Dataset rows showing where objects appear
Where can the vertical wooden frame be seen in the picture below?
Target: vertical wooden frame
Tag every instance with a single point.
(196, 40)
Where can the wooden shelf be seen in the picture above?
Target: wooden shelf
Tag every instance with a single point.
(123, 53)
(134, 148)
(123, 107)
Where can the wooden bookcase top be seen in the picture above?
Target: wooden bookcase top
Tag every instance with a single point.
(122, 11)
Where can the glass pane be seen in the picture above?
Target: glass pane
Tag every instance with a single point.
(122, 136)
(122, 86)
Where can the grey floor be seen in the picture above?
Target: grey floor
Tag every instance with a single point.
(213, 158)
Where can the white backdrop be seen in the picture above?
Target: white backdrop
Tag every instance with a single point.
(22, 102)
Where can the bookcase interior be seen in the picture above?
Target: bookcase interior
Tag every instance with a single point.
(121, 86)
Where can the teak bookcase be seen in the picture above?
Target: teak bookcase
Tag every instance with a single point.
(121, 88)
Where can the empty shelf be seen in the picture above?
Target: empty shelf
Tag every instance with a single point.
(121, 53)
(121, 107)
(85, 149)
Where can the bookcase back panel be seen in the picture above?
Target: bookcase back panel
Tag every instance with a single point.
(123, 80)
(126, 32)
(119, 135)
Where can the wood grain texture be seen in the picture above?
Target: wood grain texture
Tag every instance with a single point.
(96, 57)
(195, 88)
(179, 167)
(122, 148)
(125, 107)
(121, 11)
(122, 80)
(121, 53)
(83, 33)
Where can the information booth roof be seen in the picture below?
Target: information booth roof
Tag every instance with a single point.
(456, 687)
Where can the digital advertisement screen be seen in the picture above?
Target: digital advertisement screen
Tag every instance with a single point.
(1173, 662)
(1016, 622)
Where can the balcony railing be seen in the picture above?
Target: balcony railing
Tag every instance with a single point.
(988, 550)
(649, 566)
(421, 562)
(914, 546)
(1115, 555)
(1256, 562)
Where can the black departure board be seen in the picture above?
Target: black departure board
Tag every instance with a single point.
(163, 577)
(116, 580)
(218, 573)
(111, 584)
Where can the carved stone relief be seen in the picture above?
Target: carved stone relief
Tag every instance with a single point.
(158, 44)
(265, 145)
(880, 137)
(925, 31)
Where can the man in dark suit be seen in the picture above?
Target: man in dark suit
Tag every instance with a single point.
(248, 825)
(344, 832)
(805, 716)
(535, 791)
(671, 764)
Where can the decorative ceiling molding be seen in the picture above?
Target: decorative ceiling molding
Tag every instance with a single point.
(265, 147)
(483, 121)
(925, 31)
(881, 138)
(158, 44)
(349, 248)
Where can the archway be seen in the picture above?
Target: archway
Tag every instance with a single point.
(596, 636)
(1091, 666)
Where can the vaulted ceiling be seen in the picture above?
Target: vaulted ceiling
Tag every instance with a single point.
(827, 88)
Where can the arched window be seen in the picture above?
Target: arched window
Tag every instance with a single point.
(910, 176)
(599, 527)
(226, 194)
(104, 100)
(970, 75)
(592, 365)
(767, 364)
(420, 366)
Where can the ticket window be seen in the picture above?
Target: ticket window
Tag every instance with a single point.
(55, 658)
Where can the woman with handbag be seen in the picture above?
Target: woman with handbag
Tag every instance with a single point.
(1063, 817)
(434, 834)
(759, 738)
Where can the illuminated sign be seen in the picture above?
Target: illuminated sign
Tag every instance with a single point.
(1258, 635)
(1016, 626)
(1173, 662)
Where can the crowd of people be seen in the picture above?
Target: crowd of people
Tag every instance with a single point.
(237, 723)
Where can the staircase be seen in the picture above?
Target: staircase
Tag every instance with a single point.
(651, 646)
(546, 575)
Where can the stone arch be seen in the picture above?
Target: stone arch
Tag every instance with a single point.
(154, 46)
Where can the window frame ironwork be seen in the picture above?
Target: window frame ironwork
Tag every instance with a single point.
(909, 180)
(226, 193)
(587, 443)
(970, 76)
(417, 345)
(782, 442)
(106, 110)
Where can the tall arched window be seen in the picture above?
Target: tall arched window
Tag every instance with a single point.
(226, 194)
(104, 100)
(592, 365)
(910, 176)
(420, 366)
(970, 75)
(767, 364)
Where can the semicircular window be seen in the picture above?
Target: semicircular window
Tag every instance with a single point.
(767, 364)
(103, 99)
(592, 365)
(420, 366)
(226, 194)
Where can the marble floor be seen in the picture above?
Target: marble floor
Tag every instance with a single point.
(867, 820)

INSTRUCTIONS TO FOLLOW:
Rewrite the records above, swapping every "with a single point" for "with one point" and leaving everything else unchanged.

FINAL RESULT:
Where can the vertical wooden frame be seen in the picture below?
Target: vertical wooden frame
Tag every instance with one point.
(196, 40)
Where can the wooden shelf be seen in the picture above?
Target: wooden shelf
Tag every instance with one point.
(123, 53)
(134, 148)
(123, 107)
Where can the wooden bookcase top be seen in the picture above?
Target: wooden bookcase top
Tag every instance with one point.
(122, 11)
Where can the glass pane be seen in the picture above?
Target: glass pane
Tag every instance with one point.
(122, 136)
(122, 86)
Where can the grey floor be seen in the picture above?
Target: grey floor
Tag every instance with one point.
(213, 158)
Where can the white backdrop be seen in the picture above?
Target: white backdrop
Tag every instance with one point.
(22, 102)
Where can the bookcase interior be seen in the picture above?
Target: bookcase interior
Tag every instance with one point.
(121, 86)
Where can the teak bookcase be seen in the picture above?
Target: teak bookcase
Tag every instance with one point.
(121, 88)
Where can the empty shelf be seen in the picture above?
Target: empty shelf
Tag every instance with one point.
(121, 53)
(121, 107)
(85, 149)
Where can the bookcase back panel be seen in the picture above?
Target: bookcase back panel
Tag every instance with one point.
(123, 80)
(126, 32)
(119, 135)
Where can the wood grain texture be seen in the picture above?
Target: wood grain texture
Tag every instance with one point.
(96, 57)
(195, 88)
(179, 167)
(122, 148)
(125, 107)
(121, 11)
(122, 80)
(121, 53)
(83, 33)
Where can the information booth roof be seen in the picture below?
Target: information booth roof
Tag every instance with one point.
(456, 687)
Where can the digital advertisement screen be seen in the picture above?
Target: digital advertisement screen
Tag every instance with one point.
(1173, 662)
(1016, 622)
Where can the balcony railing be seen in the picture above?
Target: balcony railing
Tag every instance with one point.
(988, 550)
(649, 566)
(421, 562)
(914, 546)
(1115, 555)
(1256, 562)
Where can the black departure board be seen in the picture above?
Target: black departure board
Tag every instance with one point.
(163, 577)
(116, 580)
(218, 573)
(111, 584)
Where can the carved stone relief be seen in the picture above?
Target: carved stone relief
Tag every instance with one point.
(158, 44)
(265, 145)
(880, 137)
(925, 31)
Where can the man in dark suit be seen in the picture above?
Target: man in dark suit
Tag every instance with one point.
(248, 825)
(344, 832)
(805, 716)
(535, 791)
(671, 764)
Where can the decorative ceiling molding be seen in the picture above?
Target: decorative ceiling molding
Tag every instance with one point.
(265, 147)
(483, 121)
(925, 31)
(881, 138)
(158, 44)
(349, 248)
Where can the archway be seen in the picture above?
Target: archway
Tag every instance with one point.
(596, 636)
(1091, 666)
Where can the vaulted ceiling be seen in the picture above?
Target: vaulted ceiling
Tag every instance with one point.
(827, 88)
Where can the arched window be seen in the picture above?
Target: arched window
Tag every instance with one point.
(910, 176)
(599, 527)
(226, 194)
(104, 100)
(970, 75)
(592, 365)
(767, 364)
(420, 366)
Where can the ticket window be seen in the picture above?
Target: ticket window
Tag every instance with one point.
(55, 658)
Where can the woman with handbag be seen in the picture above?
Target: woman with handbag
Tag every instance with one point.
(1063, 817)
(434, 834)
(759, 738)
Where can the illuminated sign be seen in the picture above?
Target: illuminated sign
Tag every instance with one point.
(1258, 635)
(1016, 626)
(1173, 662)
Where can the crowd of people be seen in the picture above?
Target: crowd of people
Tag every instance with one point.
(237, 723)
Where can the staircase be seen in the picture above?
Target: staircase
Tag every instance with one point.
(651, 646)
(546, 575)
Where can the stone arch be seen in the picture above?
Target: stone arch
Tag every instance with one point.
(154, 46)
Where can the window frame ironwork be seen in the picture above?
Target: window frame ironwork
Tag every instance with one point.
(909, 180)
(226, 193)
(587, 443)
(970, 76)
(417, 345)
(782, 442)
(106, 110)
Where can the tall arched window be seen in the picture above?
Target: tall arched window
Tag every instance with one point.
(226, 194)
(104, 100)
(592, 365)
(910, 176)
(420, 366)
(970, 75)
(767, 364)
Where can the semicircular window be seen in the picture above?
Target: semicircular window
Tag every instance with one point.
(767, 364)
(103, 99)
(592, 365)
(420, 366)
(226, 194)
Where can the marble floor be seen in the picture above?
Target: marble floor
Tag every instance with one point.
(867, 820)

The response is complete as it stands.